Saved entries:
--------------------------------------------------

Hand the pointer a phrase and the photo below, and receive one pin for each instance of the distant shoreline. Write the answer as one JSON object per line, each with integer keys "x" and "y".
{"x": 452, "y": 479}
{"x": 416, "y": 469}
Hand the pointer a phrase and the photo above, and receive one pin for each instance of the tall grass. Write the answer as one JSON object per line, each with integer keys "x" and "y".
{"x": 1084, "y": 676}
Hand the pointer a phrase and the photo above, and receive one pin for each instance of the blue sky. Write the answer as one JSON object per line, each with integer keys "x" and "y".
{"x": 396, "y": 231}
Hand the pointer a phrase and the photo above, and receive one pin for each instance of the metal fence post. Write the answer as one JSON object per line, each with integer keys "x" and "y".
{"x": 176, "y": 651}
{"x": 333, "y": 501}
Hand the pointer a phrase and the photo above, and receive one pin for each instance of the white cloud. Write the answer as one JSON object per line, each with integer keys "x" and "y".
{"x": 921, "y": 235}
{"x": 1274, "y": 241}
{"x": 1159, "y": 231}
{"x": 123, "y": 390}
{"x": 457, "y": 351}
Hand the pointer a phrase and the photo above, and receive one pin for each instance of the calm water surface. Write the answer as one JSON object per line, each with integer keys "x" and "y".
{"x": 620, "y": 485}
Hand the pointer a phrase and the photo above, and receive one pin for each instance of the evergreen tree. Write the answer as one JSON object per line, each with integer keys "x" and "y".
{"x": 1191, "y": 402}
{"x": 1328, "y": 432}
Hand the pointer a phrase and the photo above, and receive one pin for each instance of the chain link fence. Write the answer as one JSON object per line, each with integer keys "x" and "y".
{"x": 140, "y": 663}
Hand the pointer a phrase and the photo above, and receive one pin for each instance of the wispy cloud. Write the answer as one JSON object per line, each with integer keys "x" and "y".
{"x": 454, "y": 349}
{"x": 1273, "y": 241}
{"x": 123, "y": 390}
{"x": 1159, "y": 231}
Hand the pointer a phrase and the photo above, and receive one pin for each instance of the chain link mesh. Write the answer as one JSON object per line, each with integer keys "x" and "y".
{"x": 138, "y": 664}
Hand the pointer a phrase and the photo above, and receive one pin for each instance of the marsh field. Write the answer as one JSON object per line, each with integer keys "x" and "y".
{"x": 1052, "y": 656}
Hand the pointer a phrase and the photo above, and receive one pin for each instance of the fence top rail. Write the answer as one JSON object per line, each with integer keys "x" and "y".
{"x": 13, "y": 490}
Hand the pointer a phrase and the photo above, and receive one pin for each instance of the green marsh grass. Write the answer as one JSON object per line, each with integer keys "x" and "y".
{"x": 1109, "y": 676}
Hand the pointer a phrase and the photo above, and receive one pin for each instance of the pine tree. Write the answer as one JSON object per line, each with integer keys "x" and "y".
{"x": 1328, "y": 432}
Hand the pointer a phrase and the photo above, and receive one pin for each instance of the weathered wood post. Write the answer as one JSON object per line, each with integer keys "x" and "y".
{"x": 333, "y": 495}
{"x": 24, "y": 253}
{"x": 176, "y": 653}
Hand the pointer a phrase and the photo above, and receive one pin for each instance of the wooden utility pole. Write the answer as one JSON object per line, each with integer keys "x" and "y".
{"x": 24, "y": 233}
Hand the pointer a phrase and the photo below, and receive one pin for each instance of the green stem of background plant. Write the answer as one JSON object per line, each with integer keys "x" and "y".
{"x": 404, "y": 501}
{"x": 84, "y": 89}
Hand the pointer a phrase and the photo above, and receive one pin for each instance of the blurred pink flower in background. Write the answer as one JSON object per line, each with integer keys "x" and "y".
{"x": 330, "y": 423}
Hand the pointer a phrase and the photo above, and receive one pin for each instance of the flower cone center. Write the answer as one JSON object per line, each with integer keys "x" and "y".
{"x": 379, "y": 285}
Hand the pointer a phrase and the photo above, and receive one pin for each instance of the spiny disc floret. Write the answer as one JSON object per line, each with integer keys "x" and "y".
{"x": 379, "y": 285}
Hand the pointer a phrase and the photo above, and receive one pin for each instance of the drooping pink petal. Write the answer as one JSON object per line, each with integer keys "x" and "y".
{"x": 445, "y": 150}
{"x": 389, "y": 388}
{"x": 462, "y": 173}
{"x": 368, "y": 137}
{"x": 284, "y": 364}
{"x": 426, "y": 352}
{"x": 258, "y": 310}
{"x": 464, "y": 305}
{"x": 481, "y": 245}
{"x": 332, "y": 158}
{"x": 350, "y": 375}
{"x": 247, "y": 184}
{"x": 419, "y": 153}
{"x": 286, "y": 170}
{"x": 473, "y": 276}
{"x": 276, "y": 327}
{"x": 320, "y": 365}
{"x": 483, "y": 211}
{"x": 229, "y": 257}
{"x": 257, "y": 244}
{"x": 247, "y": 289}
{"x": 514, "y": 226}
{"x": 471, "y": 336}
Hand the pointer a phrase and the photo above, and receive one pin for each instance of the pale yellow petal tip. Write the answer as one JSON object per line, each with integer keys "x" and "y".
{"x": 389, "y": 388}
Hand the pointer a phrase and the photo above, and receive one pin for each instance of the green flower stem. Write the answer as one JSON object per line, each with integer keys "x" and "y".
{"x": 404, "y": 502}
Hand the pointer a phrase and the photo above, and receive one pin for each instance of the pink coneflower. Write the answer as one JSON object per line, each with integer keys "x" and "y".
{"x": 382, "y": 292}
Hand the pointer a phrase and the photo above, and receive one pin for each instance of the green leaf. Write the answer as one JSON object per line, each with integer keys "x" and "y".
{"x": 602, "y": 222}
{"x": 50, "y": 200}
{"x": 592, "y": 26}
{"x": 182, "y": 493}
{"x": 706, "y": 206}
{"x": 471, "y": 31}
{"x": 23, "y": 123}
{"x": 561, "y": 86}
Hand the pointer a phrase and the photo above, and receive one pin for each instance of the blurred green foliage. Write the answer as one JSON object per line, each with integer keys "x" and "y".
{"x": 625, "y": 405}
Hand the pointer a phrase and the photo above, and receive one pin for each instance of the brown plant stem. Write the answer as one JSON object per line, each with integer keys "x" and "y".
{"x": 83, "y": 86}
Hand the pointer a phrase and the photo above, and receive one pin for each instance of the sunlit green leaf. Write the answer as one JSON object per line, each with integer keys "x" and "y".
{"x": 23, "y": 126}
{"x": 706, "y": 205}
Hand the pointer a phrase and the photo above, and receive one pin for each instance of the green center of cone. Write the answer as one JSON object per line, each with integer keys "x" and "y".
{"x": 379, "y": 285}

--------------------------------------------------

■ **Work to complete**
Express the saved entries above as a JSON list of strings, one string per line, with blank lines left out.

■ **Exercise response**
[
  "Hand the pointer a phrase and the photo below, and receive one pin for each instance of the distant shoreline. Write the answer as one JSON object per line, each with integer keys \"x\" and \"y\".",
  "{\"x\": 452, \"y\": 479}",
  "{\"x\": 416, \"y\": 469}",
  "Hand the pointer a phrase and the photo above, and receive one pin for each instance of the tall grass. Write the answer as one JSON object per line, each with integer keys \"x\" and \"y\".",
  "{\"x\": 1084, \"y\": 676}",
  "Hand the pointer a phrase and the photo above, and receive one pin for each instance of the blue sky. Write the answer as one JSON object per line, each with integer keys \"x\" and \"y\".",
  "{\"x\": 396, \"y\": 231}",
  "Hand the pointer a phrase and the photo above, and receive one pin for each instance of the metal fence post. Write the answer as one JSON object per line, each with integer keys \"x\" and \"y\".",
  "{\"x\": 176, \"y\": 651}",
  "{\"x\": 333, \"y\": 501}",
  "Hand the pointer a phrase and the photo above, and receive one pin for each instance of the white cloud. Write the answer as one JSON object per line, each with integer keys \"x\" and \"y\".",
  "{\"x\": 921, \"y\": 235}",
  "{\"x\": 1274, \"y\": 241}",
  "{\"x\": 1159, \"y\": 231}",
  "{\"x\": 123, \"y\": 390}",
  "{\"x\": 457, \"y\": 351}",
  "Hand the pointer a phrase and the photo above, and receive one pin for each instance of the calm water surface. Write the answer as one JSON object per line, each with integer keys \"x\" and \"y\".",
  "{\"x\": 620, \"y\": 485}",
  "Hand the pointer a phrase and the photo above, and receive one pin for each instance of the evergreen tree. Write the answer as one JSON object per line, each with integer keys \"x\" and \"y\".",
  "{\"x\": 1191, \"y\": 402}",
  "{\"x\": 1328, \"y\": 432}",
  "Hand the pointer a phrase and the photo above, and receive one pin for each instance of the chain link fence. Write the answer as one JSON object per line, each with integer keys \"x\" and \"y\".",
  "{\"x\": 140, \"y\": 663}",
  "Hand the pointer a phrase and the photo above, and receive one pin for each instance of the wispy cloud. Write the answer as one JSON object per line, each with integer keys \"x\" and \"y\".",
  "{\"x\": 454, \"y\": 349}",
  "{\"x\": 1273, \"y\": 241}",
  "{\"x\": 123, \"y\": 390}",
  "{\"x\": 1159, \"y\": 231}",
  "Hand the pointer a phrase and the photo above, and receive one pin for each instance of the chain link mesh. Write the answer as one JSON object per line, each with integer keys \"x\" and \"y\".",
  "{\"x\": 138, \"y\": 664}",
  "Hand the pointer a phrase and the photo above, and receive one pin for each instance of the marsh field. Write the answer as one JSON object per line, each with integer keys \"x\" and \"y\".",
  "{\"x\": 1052, \"y\": 656}",
  "Hand the pointer a phrase and the photo above, and receive one pin for each instance of the fence top rail. Write the answer as one JSON object per line, each with integer keys \"x\" and \"y\".",
  "{\"x\": 13, \"y\": 490}",
  "Hand the pointer a phrase and the photo above, and receive one pin for each instance of the green marsh grass. Write the answer as one JSON object per line, each with integer keys \"x\" and \"y\".",
  "{\"x\": 1109, \"y\": 676}",
  "Hand the pointer a phrase and the photo above, and receive one pin for each instance of the pine tree. Write the answer as one JSON object per line, each with integer keys \"x\" and \"y\".",
  "{\"x\": 1328, \"y\": 432}",
  "Hand the pointer a phrase and the photo above, and receive one pin for each instance of the weathered wood post. Write the answer as one JSON object per line, each with integer keys \"x\" and \"y\".",
  "{\"x\": 333, \"y\": 495}",
  "{\"x\": 24, \"y\": 253}",
  "{\"x\": 176, \"y\": 653}",
  "Hand the pointer a phrase and the photo above, and receive one pin for each instance of the wooden utility pole. Write the answer as one JSON object per line, each with integer keys \"x\" and \"y\".",
  "{\"x\": 24, \"y\": 233}",
  "Hand the pointer a phrase and the photo below, and receive one pin for each instance of the green stem of background plant. Write the answer as one JSON object per line, each with integer keys \"x\" and \"y\".",
  "{\"x\": 404, \"y\": 501}",
  "{\"x\": 84, \"y\": 89}",
  "Hand the pointer a phrase and the photo above, and receive one pin for each instance of the blurred pink flower in background. Write the answer as one JSON object per line, each with integer keys \"x\" and \"y\".",
  "{\"x\": 330, \"y\": 423}",
  "Hand the pointer a phrase and the photo above, and receive one pin for each instance of the flower cone center. Write the answer as one JSON object per line, each with integer keys \"x\" and \"y\".",
  "{\"x\": 379, \"y\": 285}",
  "Hand the pointer a phrase and the photo above, and receive one pin for each instance of the spiny disc floret. Write the answer as one JSON object per line, each with integer keys \"x\" and \"y\".",
  "{\"x\": 379, \"y\": 285}",
  "Hand the pointer a phrase and the photo above, and receive one pin for each instance of the drooping pink petal. Write the answer as one JSON object per line, each with integer keys \"x\" and \"y\".",
  "{\"x\": 445, \"y\": 150}",
  "{\"x\": 389, \"y\": 388}",
  "{\"x\": 462, \"y\": 173}",
  "{\"x\": 368, \"y\": 137}",
  "{\"x\": 284, \"y\": 364}",
  "{\"x\": 426, \"y\": 352}",
  "{\"x\": 258, \"y\": 310}",
  "{\"x\": 464, \"y\": 305}",
  "{\"x\": 481, \"y\": 245}",
  "{\"x\": 332, \"y\": 158}",
  "{\"x\": 350, \"y\": 375}",
  "{\"x\": 247, \"y\": 184}",
  "{\"x\": 419, \"y\": 153}",
  "{\"x\": 286, \"y\": 170}",
  "{\"x\": 473, \"y\": 276}",
  "{\"x\": 276, \"y\": 327}",
  "{\"x\": 320, \"y\": 365}",
  "{\"x\": 483, \"y\": 211}",
  "{\"x\": 229, \"y\": 257}",
  "{\"x\": 257, \"y\": 244}",
  "{\"x\": 247, \"y\": 289}",
  "{\"x\": 514, \"y\": 226}",
  "{\"x\": 471, \"y\": 336}",
  "Hand the pointer a phrase and the photo above, and receive one pin for each instance of the pale yellow petal tip. Write the answer as one JSON object per line, each with integer keys \"x\" and \"y\".",
  "{\"x\": 389, \"y\": 388}",
  "Hand the pointer a phrase and the photo above, and receive one pin for each instance of the green flower stem. Write the answer as one JSON object per line, each with integer keys \"x\" and \"y\".",
  "{\"x\": 404, \"y\": 502}",
  "Hand the pointer a phrase and the photo above, and receive one pin for each instance of the pink coneflower. Write the answer as one JSON object per line, each with integer keys \"x\" and \"y\".",
  "{\"x\": 382, \"y\": 292}",
  "Hand the pointer a phrase and the photo above, and receive one pin for each instance of the green leaf. Write the answer as one JSON object per line, each with integer keys \"x\" and \"y\".",
  "{\"x\": 602, \"y\": 222}",
  "{\"x\": 50, \"y\": 200}",
  "{\"x\": 592, \"y\": 26}",
  "{\"x\": 182, \"y\": 493}",
  "{\"x\": 706, \"y\": 206}",
  "{\"x\": 471, \"y\": 31}",
  "{\"x\": 23, \"y\": 123}",
  "{\"x\": 561, \"y\": 86}",
  "Hand the pointer a phrase and the photo above, and receive one pin for each instance of the blurred green foliage. Write the answer as one JSON object per line, each with integer keys \"x\" and \"y\".",
  "{\"x\": 625, \"y\": 405}",
  "Hand the pointer a phrase and the photo above, and receive one pin for each instance of the brown plant stem. Write the answer as one JSON object per line, each with integer keys \"x\" and \"y\".",
  "{\"x\": 83, \"y\": 86}",
  "Hand the pointer a phrase and the photo above, and receive one pin for each instance of the sunlit green leaf. Write the answer as one JSON object per line, each with integer keys \"x\" and \"y\".",
  "{\"x\": 23, \"y\": 126}",
  "{\"x\": 706, \"y\": 205}",
  "Hand the pointer a phrase and the photo above, and receive one pin for each instance of the green center of cone. Write the answer as one JSON object per line, each with integer keys \"x\" and \"y\".",
  "{\"x\": 379, \"y\": 285}"
]